- _Exercise instructions_
Line by line, print the records exactly.

- _Given records_
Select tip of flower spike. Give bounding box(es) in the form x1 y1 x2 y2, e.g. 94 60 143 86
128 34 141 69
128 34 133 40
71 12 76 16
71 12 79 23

- _Exercise output_
Select tip of flower spike. Give bounding box(es) in the form x1 y1 x2 y2, e.g. 94 60 143 86
128 34 141 69
128 34 133 40
71 12 76 16
71 12 79 23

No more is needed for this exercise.